▶ **Your goal**
State the number of lines in these records that include the string "below", and say nothing more.

Records from a dataset
——————
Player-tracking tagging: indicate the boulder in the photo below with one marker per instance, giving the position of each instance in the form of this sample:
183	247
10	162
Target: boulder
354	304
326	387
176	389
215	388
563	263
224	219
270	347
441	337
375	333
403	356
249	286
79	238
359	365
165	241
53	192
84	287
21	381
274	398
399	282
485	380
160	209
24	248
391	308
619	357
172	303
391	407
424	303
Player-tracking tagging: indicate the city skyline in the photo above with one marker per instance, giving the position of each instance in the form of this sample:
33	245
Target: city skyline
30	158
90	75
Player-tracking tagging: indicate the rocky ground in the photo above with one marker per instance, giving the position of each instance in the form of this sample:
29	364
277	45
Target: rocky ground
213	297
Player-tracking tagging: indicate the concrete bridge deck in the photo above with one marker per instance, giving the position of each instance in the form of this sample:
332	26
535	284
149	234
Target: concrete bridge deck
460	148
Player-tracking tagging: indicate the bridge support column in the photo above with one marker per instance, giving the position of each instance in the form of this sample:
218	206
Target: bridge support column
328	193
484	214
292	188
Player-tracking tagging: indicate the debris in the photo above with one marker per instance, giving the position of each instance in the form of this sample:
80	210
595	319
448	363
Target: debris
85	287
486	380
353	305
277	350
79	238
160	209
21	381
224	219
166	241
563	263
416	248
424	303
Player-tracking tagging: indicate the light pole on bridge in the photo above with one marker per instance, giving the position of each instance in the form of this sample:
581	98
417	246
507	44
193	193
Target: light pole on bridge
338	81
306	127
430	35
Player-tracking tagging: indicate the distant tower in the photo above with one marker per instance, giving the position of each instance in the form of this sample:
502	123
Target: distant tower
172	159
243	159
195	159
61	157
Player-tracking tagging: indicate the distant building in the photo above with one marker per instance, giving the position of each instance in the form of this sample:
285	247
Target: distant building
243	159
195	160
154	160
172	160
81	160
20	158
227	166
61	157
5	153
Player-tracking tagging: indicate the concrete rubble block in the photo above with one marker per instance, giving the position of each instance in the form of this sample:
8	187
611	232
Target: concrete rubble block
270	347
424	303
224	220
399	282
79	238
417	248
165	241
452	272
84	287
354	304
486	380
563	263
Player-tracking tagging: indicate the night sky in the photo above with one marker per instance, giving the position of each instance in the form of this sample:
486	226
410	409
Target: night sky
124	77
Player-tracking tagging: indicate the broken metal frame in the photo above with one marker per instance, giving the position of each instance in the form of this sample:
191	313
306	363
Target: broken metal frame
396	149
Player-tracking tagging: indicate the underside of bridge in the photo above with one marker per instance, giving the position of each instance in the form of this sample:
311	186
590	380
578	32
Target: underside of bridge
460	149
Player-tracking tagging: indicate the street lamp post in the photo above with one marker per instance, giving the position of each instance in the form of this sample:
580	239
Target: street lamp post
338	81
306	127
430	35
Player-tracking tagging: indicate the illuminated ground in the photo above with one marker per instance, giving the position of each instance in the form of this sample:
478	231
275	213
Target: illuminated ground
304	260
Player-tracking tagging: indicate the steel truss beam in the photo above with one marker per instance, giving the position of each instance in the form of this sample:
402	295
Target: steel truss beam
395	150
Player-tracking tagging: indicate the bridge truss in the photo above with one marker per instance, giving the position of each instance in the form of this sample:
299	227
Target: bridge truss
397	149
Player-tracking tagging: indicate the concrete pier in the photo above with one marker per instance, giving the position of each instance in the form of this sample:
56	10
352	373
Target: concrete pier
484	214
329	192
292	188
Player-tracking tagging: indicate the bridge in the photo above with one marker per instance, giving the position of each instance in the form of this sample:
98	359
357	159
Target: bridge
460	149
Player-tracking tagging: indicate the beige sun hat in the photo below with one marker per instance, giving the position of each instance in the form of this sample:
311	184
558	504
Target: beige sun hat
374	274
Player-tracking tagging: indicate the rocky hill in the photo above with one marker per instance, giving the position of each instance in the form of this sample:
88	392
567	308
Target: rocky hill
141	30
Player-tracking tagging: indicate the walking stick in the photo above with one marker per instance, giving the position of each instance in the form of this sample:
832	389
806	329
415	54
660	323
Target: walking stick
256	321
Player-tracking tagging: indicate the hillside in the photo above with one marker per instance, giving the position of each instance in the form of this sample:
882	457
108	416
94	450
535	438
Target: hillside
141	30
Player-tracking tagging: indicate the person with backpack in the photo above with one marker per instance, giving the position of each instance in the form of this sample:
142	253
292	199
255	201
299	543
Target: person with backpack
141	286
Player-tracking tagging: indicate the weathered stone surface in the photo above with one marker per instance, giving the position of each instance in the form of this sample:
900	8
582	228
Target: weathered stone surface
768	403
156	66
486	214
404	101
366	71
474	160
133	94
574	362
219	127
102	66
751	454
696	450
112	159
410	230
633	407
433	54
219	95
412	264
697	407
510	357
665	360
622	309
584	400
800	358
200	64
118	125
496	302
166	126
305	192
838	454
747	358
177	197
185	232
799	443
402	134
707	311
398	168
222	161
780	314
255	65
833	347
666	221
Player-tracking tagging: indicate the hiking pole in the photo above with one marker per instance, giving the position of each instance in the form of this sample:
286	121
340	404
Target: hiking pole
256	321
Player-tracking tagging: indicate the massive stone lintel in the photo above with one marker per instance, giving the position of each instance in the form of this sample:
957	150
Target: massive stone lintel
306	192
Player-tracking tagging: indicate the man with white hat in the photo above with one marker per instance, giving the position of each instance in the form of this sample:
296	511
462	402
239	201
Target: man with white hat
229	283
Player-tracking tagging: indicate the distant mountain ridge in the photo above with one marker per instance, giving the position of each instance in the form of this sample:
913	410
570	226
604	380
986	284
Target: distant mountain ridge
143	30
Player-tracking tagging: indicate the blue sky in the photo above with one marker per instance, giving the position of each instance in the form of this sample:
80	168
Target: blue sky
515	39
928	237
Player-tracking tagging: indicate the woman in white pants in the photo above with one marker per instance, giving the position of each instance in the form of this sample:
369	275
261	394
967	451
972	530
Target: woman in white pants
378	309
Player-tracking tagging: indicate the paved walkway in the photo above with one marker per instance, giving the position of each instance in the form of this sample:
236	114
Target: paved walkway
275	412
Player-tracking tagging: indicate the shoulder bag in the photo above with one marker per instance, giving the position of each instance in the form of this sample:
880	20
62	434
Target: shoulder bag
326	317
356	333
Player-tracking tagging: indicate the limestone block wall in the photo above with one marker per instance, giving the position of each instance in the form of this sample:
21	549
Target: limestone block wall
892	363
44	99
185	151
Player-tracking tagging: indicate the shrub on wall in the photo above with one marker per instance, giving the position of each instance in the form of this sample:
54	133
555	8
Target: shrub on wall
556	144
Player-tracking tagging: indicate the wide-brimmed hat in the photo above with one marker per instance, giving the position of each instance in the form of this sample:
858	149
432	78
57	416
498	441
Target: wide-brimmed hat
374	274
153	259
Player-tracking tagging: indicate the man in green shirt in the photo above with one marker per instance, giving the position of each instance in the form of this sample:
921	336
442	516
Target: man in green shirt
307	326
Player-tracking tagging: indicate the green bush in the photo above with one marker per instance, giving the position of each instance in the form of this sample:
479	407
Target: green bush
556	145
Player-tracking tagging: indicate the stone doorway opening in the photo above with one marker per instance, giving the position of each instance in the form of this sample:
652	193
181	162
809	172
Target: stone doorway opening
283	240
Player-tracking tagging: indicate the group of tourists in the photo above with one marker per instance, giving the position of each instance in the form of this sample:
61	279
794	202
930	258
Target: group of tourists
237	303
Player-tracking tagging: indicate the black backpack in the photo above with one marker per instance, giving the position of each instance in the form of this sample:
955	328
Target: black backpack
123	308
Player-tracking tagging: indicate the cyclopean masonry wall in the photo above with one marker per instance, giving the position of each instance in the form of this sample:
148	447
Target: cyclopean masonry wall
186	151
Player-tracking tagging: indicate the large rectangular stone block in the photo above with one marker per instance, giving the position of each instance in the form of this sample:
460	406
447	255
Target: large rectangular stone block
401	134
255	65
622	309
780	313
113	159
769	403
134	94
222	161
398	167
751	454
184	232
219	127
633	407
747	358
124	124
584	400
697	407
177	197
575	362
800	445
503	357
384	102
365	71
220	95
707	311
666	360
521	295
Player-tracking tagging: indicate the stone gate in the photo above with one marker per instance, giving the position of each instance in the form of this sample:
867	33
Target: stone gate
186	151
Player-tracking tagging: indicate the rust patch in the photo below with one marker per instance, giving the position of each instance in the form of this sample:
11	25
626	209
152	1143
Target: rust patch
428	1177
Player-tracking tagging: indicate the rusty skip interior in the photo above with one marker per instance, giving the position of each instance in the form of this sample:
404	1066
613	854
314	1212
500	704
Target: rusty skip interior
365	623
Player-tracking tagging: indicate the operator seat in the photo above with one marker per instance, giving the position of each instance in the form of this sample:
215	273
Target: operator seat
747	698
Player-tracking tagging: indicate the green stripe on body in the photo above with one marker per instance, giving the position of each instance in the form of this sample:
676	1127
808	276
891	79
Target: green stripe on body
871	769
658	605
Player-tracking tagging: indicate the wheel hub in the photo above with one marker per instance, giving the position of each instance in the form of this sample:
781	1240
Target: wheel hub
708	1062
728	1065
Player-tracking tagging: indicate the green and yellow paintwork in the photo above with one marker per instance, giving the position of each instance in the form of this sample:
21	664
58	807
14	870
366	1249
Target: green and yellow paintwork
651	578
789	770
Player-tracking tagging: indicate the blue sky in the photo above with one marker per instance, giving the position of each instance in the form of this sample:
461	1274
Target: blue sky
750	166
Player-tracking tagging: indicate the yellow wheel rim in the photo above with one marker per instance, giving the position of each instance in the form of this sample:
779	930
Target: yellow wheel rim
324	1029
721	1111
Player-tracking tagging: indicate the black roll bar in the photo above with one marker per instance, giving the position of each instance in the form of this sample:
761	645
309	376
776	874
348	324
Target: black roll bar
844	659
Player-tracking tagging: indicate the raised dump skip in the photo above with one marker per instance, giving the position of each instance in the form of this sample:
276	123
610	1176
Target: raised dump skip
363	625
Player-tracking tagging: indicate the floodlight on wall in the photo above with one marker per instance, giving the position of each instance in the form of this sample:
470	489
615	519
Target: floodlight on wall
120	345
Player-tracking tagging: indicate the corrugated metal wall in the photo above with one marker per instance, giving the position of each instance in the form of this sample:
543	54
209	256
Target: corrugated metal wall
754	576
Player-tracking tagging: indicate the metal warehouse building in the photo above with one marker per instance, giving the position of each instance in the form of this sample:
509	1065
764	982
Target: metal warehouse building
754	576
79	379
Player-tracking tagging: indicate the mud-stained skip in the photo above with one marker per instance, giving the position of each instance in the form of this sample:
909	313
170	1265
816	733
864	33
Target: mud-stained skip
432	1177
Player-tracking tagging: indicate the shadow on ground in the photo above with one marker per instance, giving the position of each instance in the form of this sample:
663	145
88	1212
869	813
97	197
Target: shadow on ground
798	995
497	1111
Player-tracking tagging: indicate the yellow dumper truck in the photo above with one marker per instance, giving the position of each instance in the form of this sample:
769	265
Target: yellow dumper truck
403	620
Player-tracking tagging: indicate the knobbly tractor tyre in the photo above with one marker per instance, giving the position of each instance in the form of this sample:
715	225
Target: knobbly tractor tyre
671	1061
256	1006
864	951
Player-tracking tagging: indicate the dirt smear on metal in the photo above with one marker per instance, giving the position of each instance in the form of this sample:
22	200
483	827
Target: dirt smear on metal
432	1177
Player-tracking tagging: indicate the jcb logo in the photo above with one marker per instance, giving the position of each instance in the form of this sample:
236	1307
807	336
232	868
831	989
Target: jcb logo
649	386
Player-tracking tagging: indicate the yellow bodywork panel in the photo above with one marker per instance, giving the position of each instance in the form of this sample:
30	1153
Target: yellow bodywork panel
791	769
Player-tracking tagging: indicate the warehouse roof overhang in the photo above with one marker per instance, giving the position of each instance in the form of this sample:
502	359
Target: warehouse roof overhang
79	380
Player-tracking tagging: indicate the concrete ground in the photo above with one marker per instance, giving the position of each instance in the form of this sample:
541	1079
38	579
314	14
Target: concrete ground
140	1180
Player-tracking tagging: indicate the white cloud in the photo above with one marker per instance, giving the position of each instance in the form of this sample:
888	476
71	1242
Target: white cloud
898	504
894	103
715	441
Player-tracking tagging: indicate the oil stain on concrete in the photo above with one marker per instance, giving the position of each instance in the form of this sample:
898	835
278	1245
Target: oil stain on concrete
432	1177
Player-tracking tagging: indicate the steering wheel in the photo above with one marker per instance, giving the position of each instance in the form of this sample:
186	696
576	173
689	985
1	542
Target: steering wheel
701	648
——————
▶ **Written solution**
3